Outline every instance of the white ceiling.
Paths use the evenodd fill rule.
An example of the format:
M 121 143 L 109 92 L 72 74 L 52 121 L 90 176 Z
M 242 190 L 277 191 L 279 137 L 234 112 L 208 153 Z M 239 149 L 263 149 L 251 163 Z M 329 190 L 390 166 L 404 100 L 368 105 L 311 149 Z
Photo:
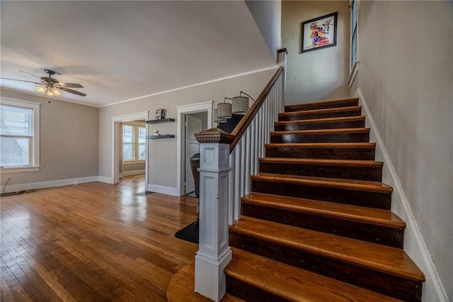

# Exercise brief
Put the lines of the items above into a numbered list, leaving out any blank lines. Do not include the pictures in your answer.

# Exercise solution
1. Outline every instance of the white ceiling.
2. Paths use the evenodd fill rule.
3. An example of the format:
4. M 121 143 L 109 92 L 72 74 L 52 121 L 90 176 Z
5. M 242 190 L 277 191 L 279 137 L 234 112 L 208 153 Z M 239 149 L 263 149 L 251 163 Z M 329 190 L 390 166 L 404 100 L 368 105 L 311 149 Z
6. Photo:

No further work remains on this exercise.